# [Point annotation data]
++++++++++++++++++++
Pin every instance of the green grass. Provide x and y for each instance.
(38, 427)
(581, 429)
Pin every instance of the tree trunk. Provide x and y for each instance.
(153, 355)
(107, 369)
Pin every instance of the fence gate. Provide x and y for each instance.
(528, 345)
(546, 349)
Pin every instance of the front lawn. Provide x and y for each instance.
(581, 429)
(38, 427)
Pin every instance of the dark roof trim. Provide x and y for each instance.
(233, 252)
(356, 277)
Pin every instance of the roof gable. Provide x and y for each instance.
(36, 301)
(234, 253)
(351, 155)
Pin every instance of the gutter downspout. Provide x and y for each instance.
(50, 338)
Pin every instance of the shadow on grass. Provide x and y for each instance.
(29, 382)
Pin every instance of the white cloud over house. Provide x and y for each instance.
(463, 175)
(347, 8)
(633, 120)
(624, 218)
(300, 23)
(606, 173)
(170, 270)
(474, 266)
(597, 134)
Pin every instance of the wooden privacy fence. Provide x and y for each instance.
++++++++++++++++++++
# [TASK GOAL]
Copy out the data above line for line, with no changes.

# [EXERCISE RESULT]
Pin every instance of the green grass. Provide x and y for each instance.
(38, 427)
(581, 429)
Pin every instance of the tree trunk. Provide x and y for each instance.
(153, 355)
(107, 369)
Pin every instance of the fence gate. Provide x and y for each instance.
(528, 345)
(546, 349)
Pin every instance of the front lawn. Provide x and y for each instance.
(581, 429)
(38, 427)
Pin every instance of the dark roof trim. Provide x and y for each instance.
(233, 252)
(356, 277)
Pin every instance of the roof gable. Provide x and y for each instance.
(36, 301)
(234, 253)
(351, 155)
Pin every instance of the gutter downspout. Provide x and y for each instance.
(50, 338)
Pin every instance of the shadow on grass. Provide x and y for each instance.
(29, 382)
Pin every instance of the white cloud over house. Provide x and y for each instance.
(463, 175)
(347, 8)
(633, 120)
(624, 218)
(300, 23)
(606, 173)
(170, 270)
(474, 266)
(597, 134)
Pin every instance of the wooden privacy fence. Provide x and y for each instance.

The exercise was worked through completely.